* TASK PROMPT
Each line of the material should be output exactly as shown.

--- DATASET RECORDS ---

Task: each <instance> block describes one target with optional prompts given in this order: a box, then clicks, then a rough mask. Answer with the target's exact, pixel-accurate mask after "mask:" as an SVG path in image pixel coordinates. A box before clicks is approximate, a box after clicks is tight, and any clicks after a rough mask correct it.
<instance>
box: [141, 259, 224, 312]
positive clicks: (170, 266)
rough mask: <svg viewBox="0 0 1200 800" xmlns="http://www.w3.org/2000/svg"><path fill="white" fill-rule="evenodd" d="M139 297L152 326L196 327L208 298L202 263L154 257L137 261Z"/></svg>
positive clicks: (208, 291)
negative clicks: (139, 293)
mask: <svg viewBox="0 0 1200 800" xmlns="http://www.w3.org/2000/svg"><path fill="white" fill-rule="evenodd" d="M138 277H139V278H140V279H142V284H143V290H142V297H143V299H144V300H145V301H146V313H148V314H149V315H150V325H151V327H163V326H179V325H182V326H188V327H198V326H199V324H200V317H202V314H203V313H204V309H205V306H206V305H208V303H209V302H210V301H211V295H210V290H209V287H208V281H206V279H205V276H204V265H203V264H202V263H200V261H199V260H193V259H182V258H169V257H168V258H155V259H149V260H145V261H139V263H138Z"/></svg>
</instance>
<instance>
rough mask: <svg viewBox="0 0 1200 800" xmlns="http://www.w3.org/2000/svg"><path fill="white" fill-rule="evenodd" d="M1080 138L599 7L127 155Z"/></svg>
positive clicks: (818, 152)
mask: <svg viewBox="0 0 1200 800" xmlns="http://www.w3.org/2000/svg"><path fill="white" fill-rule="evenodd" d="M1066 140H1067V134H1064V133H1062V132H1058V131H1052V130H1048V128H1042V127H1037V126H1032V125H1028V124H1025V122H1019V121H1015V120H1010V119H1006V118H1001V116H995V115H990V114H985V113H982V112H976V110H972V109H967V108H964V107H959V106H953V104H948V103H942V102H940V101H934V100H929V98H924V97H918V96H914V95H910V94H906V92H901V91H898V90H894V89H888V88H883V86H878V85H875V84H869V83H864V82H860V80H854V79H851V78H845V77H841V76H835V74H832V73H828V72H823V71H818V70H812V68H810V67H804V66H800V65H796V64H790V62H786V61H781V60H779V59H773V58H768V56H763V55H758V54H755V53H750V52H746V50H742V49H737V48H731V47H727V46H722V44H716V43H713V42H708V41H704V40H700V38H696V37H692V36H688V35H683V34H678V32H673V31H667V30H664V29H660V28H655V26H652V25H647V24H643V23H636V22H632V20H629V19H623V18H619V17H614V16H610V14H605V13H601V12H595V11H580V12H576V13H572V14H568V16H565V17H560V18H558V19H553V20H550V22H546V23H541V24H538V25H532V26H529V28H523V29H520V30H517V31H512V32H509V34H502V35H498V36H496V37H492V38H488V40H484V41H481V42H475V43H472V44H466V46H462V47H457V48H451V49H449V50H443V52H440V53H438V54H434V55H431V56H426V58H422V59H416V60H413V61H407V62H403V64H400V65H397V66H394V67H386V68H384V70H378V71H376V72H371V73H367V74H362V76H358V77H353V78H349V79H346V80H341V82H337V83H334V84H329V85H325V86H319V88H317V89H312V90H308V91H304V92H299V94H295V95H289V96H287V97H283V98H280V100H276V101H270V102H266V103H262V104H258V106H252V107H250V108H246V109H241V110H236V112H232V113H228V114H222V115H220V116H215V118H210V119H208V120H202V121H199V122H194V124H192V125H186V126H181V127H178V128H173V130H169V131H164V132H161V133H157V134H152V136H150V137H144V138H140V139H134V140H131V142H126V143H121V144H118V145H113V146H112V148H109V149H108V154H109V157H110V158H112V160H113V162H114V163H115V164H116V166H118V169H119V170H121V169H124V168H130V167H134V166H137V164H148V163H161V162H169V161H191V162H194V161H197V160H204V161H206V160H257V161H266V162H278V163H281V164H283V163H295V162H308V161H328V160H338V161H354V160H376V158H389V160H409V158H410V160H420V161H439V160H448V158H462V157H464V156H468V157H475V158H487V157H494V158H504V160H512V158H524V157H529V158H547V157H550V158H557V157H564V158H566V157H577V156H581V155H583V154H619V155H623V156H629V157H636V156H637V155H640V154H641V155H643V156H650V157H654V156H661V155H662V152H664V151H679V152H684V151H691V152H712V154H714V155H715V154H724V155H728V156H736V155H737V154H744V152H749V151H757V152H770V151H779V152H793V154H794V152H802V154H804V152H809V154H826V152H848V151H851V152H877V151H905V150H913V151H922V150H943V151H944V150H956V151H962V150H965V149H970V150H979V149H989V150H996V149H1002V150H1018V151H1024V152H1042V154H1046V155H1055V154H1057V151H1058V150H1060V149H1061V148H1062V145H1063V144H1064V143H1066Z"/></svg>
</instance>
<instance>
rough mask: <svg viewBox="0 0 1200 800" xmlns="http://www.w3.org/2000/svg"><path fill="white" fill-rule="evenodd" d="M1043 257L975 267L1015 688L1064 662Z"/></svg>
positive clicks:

---

* SOLUTION FOR THIS TASK
Task: each <instance> block describes one target with optional prompts given in this order: a box, then clicks, then a rough mask. Answer with the target's exact, pixel-accurate mask after "mask:" as an SVG path in image pixel coordinates. A box before clicks is approximate, a box after clicks is tight, and any clicks after a rough mask correct it.
<instance>
box: [141, 259, 224, 312]
positive clicks: (170, 266)
rough mask: <svg viewBox="0 0 1200 800" xmlns="http://www.w3.org/2000/svg"><path fill="white" fill-rule="evenodd" d="M139 297L152 326L196 327L208 298L202 263L154 257L137 261Z"/></svg>
positive clicks: (208, 291)
negative clicks: (139, 293)
mask: <svg viewBox="0 0 1200 800" xmlns="http://www.w3.org/2000/svg"><path fill="white" fill-rule="evenodd" d="M138 277H139V278H140V279H142V284H143V290H142V297H143V299H144V300H145V301H146V313H148V314H149V315H150V325H151V327H163V326H179V325H182V326H188V327H198V326H199V324H200V317H202V314H203V313H204V309H205V306H206V305H208V303H209V302H210V301H211V295H210V290H209V287H208V281H206V279H205V276H204V265H203V264H202V263H200V261H199V260H193V259H182V258H169V257H168V258H155V259H149V260H145V261H139V263H138Z"/></svg>
</instance>
<instance>
rough mask: <svg viewBox="0 0 1200 800" xmlns="http://www.w3.org/2000/svg"><path fill="white" fill-rule="evenodd" d="M1080 138L599 7L127 155Z"/></svg>
positive clicks: (818, 152)
mask: <svg viewBox="0 0 1200 800" xmlns="http://www.w3.org/2000/svg"><path fill="white" fill-rule="evenodd" d="M1066 140H1067V134H1064V133H1062V132H1058V131H1052V130H1048V128H1042V127H1037V126H1032V125H1028V124H1025V122H1019V121H1015V120H1010V119H1006V118H1001V116H995V115H990V114H985V113H982V112H976V110H972V109H967V108H964V107H959V106H953V104H948V103H942V102H940V101H934V100H929V98H924V97H918V96H914V95H910V94H906V92H901V91H898V90H894V89H888V88H883V86H878V85H875V84H869V83H864V82H860V80H854V79H851V78H845V77H841V76H835V74H832V73H828V72H823V71H818V70H812V68H810V67H804V66H800V65H796V64H790V62H786V61H781V60H779V59H773V58H768V56H763V55H758V54H755V53H750V52H746V50H742V49H737V48H731V47H727V46H722V44H716V43H713V42H708V41H704V40H700V38H696V37H692V36H688V35H683V34H678V32H673V31H667V30H664V29H660V28H655V26H652V25H647V24H643V23H636V22H632V20H629V19H623V18H619V17H614V16H610V14H605V13H601V12H595V11H580V12H576V13H572V14H568V16H565V17H560V18H558V19H553V20H550V22H546V23H541V24H538V25H532V26H529V28H523V29H520V30H517V31H512V32H509V34H502V35H498V36H496V37H492V38H488V40H484V41H481V42H475V43H472V44H466V46H462V47H457V48H451V49H449V50H443V52H440V53H438V54H434V55H431V56H426V58H422V59H416V60H413V61H407V62H403V64H400V65H397V66H394V67H386V68H384V70H378V71H376V72H371V73H367V74H362V76H358V77H353V78H349V79H346V80H341V82H337V83H334V84H329V85H325V86H319V88H317V89H312V90H308V91H304V92H299V94H295V95H289V96H287V97H283V98H280V100H276V101H270V102H266V103H262V104H258V106H252V107H250V108H246V109H241V110H236V112H232V113H228V114H222V115H220V116H215V118H210V119H208V120H202V121H199V122H194V124H192V125H186V126H181V127H178V128H173V130H169V131H164V132H161V133H157V134H152V136H150V137H144V138H140V139H134V140H131V142H126V143H121V144H118V145H113V146H112V148H109V149H108V154H109V157H110V158H112V160H113V162H114V163H115V164H116V166H118V169H119V170H121V169H124V168H130V167H134V166H137V164H148V163H161V162H169V161H191V162H194V161H197V160H204V161H206V160H257V161H266V162H278V163H281V164H283V163H295V162H308V161H328V160H338V161H354V160H376V158H389V160H409V158H410V160H420V161H439V160H448V158H462V157H464V156H468V157H475V158H487V157H494V158H504V160H512V158H524V157H529V158H547V157H550V158H557V157H564V158H566V157H577V156H581V155H583V154H619V155H623V156H629V157H636V156H637V155H640V154H641V155H643V156H650V157H654V156H661V155H662V152H664V151H679V152H684V151H691V152H712V154H714V155H715V154H724V155H728V156H736V155H737V154H744V152H749V151H757V152H770V151H779V152H793V154H794V152H802V154H804V152H809V154H826V152H848V151H851V152H877V151H905V150H913V151H922V150H943V151H944V150H956V151H962V150H965V149H970V150H979V149H989V150H996V149H1002V150H1018V151H1024V152H1042V154H1046V155H1055V154H1057V151H1058V150H1060V149H1061V148H1062V145H1063V144H1064V143H1066Z"/></svg>
</instance>
<instance>
rough mask: <svg viewBox="0 0 1200 800" xmlns="http://www.w3.org/2000/svg"><path fill="white" fill-rule="evenodd" d="M1043 257L975 267L1015 688L1064 662Z"/></svg>
positive clicks:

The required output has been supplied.